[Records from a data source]
_ _ _ _ _ _ _

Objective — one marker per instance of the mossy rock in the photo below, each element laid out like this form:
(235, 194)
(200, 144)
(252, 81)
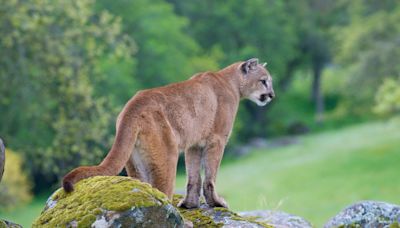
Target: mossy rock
(7, 224)
(109, 202)
(367, 214)
(215, 217)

_ _ _ _ _ _ _

→ **WORK REQUIRED**: Rewrite the rows with every "mossy rock" changed to "granite boulder" and nothing else altered. Leave the picture out of your answer.

→ **ANSWER TO THIS EXERCISE**:
Objective — one marker per instance of the granite boulder in the photo below, each element laid out like this form:
(235, 194)
(200, 144)
(252, 81)
Target: granite boulder
(7, 224)
(109, 202)
(367, 214)
(215, 217)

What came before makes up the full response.